● **DATA TO USE**
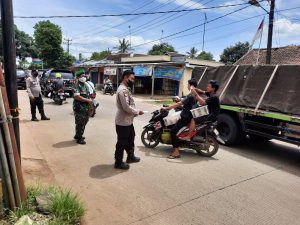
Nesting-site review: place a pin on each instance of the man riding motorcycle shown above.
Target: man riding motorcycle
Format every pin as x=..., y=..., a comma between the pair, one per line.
x=185, y=119
x=213, y=103
x=107, y=82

● **TASK DETAILS**
Skip every image and output the remaining records exactly.

● **ANSWER BOX**
Nesting-site review: place a pin on each instance of the man riding motorcycle shown above.
Target: man riding motorcycle
Format every pin as x=..., y=..., a comma between the pair, one per line.
x=185, y=119
x=213, y=103
x=107, y=82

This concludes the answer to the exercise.